= Beginning of Section =
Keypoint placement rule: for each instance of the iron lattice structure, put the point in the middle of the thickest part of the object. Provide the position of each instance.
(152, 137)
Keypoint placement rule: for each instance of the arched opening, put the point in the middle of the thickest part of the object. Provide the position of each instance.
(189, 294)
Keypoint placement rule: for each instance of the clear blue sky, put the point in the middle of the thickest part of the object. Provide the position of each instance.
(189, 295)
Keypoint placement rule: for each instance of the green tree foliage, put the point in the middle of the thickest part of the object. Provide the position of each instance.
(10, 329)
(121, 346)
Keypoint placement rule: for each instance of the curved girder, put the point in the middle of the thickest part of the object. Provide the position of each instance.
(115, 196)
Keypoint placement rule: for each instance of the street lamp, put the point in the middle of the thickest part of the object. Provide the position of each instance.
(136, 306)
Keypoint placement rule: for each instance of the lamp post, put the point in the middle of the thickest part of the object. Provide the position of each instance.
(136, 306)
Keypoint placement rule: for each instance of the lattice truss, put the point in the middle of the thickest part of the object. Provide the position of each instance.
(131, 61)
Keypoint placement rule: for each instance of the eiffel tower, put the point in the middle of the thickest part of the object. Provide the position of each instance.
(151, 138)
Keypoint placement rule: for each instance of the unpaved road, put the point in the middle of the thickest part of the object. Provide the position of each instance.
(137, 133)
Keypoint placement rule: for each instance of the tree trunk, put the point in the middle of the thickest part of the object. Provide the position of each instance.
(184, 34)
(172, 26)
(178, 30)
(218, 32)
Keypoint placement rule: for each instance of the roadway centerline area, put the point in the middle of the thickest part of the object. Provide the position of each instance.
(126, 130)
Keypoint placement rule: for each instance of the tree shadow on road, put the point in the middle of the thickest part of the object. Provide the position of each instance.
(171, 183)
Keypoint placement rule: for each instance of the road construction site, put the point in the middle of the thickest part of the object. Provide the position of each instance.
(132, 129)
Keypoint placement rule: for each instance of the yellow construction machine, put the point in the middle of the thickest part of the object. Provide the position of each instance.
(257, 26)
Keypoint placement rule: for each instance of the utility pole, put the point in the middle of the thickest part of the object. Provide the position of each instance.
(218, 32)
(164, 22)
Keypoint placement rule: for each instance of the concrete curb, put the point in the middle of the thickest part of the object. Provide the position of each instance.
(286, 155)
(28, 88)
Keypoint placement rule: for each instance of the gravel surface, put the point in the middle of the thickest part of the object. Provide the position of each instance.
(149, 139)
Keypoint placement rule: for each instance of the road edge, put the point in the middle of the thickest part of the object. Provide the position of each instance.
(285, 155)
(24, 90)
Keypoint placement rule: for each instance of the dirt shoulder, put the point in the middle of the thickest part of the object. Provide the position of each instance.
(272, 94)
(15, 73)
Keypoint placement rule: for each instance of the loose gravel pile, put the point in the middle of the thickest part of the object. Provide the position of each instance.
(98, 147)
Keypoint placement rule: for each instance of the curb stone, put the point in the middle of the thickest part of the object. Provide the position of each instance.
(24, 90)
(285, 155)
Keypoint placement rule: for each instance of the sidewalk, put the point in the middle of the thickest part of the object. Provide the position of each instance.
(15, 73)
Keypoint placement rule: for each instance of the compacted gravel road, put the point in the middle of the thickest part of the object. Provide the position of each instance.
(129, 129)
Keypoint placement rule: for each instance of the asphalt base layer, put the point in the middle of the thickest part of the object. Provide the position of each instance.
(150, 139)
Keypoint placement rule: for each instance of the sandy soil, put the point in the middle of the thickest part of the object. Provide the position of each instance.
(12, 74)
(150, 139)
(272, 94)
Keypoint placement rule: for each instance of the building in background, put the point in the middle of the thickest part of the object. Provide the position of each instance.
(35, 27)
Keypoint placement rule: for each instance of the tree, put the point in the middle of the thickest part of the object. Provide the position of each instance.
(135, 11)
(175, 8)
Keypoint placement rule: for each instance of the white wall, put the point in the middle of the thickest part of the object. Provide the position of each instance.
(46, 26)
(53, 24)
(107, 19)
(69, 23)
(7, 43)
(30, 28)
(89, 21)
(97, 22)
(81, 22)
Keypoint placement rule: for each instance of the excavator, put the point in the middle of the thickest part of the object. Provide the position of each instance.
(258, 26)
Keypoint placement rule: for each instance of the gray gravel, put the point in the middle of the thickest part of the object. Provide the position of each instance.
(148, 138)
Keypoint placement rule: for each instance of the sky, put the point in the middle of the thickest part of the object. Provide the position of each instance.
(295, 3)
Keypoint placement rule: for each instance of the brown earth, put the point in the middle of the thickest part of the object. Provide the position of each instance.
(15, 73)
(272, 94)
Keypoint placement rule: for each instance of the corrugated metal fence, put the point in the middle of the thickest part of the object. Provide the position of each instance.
= End of Section =
> [TASK BRIEF]:
Reproduce all of the records, keeping every character unchanged.

> [TASK OUTPUT]:
Keypoint placement rule: for each instance of the iron lattice structure, put the point in the middle of the thickest part of the object. Provide the position of each instance.
(152, 137)
Keypoint placement rule: for each instance of the arched opening, put the point in the middle of the thickest part of the object. Provide the position of each instance.
(189, 294)
Keypoint placement rule: for each instance of the clear blue sky, put the point in the middle of the thickest part of the object. Provide the position of each instance.
(189, 295)
Keypoint placement rule: for each instance of the green tree foliage, put the point in the middle of the thickest part of the object. Provide the position of each instance.
(10, 329)
(121, 346)
Keypoint placement rule: for each instance of the curved girder, put the point in the middle of the thickest part of the object. Provide the position of each instance.
(115, 196)
Keypoint placement rule: for each instance of the street lamp, put the point in the middle of the thickest part of the object. Provide the position of each instance.
(136, 306)
Keypoint placement rule: for each instance of the lamp post, put the point in the middle of the thickest part of the object. Provide the position of each instance.
(136, 306)
Keypoint placement rule: for each instance of the lattice truss, put the point in the middle of the thickest part of the object. Provide the position of each instance.
(131, 61)
Keypoint placement rule: for each instance of the eiffel tower, put the point in the middle of the thickest part of the object. Provide the position of each instance.
(151, 138)
Keypoint placement rule: for each instance of the unpaved road, put the point in the middle of the thickest part of the object. Provide the position of each instance.
(137, 133)
Keypoint placement rule: for each instance of the tree trunk, put the point in the middle of the thickest part of the object. Provide the position of each instance.
(184, 34)
(172, 26)
(178, 30)
(218, 32)
Keypoint placement rule: for each instance of the roadway centerline area, put the point in the middle of the thickest part of the object. Provide the position of each instance.
(126, 130)
Keypoint placement rule: for each instance of the tree shadow on road, put the point in the middle of the thickest part of the object. Provide the position of each instance.
(171, 183)
Keypoint placement rule: for each instance of the road construction site, put the point in the middle of the thickest part of the object. Provide the position of each instance.
(132, 129)
Keypoint placement rule: for each instance of the yellow construction machine, put the point in the middle of the thickest part of the object. Provide the position of each instance.
(257, 26)
Keypoint placement rule: for each instance of the utility pole, put the point in the middle of the thickest part of the object. Provide the position of each instance.
(218, 32)
(164, 22)
Keypoint placement rule: for each instance of the concrete curb, put the point in the middle of the thickest part of the object. Provide the position of each instance.
(286, 155)
(28, 88)
Keypoint placement rule: for each instance of the gravel surface, put the point in the middle of the thickest part of the object. Provide the position of each instance.
(149, 139)
Keypoint placement rule: for each instance of the road edge, put the point in the middle of the thickest part of the object. Provide the position of each instance.
(285, 155)
(24, 90)
Keypoint placement rule: for each instance of the dirt shoulder, put the point in the middle of the thickest part of the object. Provide the position of each instance.
(272, 94)
(15, 73)
Keypoint placement rule: for each instance of the loose gravel pile, put the point in the middle of the thickest part of the object. Provide the position of each instance.
(98, 147)
Keypoint placement rule: for each instance of the curb stone, put the point in the middle of the thickest part of the object. Provide the position of each instance.
(24, 90)
(285, 155)
Keypoint placement rule: for each instance of the sidewalk, put the point in the middle of the thickest part of the object. Provide the position of each instance.
(15, 73)
Keypoint placement rule: for each instance of the compacted gravel road, put the point in the middle of the thickest part of the object. Provide the position of each instance.
(129, 129)
Keypoint placement rule: for each instance of the asphalt base layer, put the point in the middle of the thickest part of the object. Provide the position of each instance.
(150, 139)
Keypoint placement rule: for each instance of the sandy soil, put the point in the middle of the thickest part of the object. Provide the position of each instance.
(12, 74)
(150, 139)
(272, 94)
Keypoint placement rule: for each instance of the building in background, put the point in the middle of the thickest part of the object. Provide the position of each instance.
(35, 27)
Keypoint placement rule: for each instance of the tree, put the point in the middle of the thickest part of the object. Provide the position of each instance.
(135, 11)
(175, 8)
Keypoint placement rule: for each instance of the white wall, put the point in the middle of the thickest part of the object. Provide the position of each instance.
(46, 26)
(53, 24)
(107, 19)
(69, 23)
(7, 43)
(30, 28)
(89, 21)
(97, 22)
(81, 22)
Keypoint placement rule: for each instance of the excavator, put the point in the middle of the thickest part of the object. Provide the position of each instance.
(258, 26)
Keypoint placement rule: for each instance of the gray gravel, put the point in the middle of the thickest part of the object. Provide the position of each instance.
(148, 138)
Keypoint placement rule: for each instance of the sky, put the point in the middle of the thickest part of the object. Provide the position of each instance.
(295, 3)
Keypoint placement rule: for each instance of the brown earth, put the point in the middle of the thickest part of the object. Provide the position of each instance.
(15, 73)
(272, 94)
Keypoint placement rule: for each instance of the corrugated metal fence, put the point in the middle of the thickest part of the object. Provide the position of each instance.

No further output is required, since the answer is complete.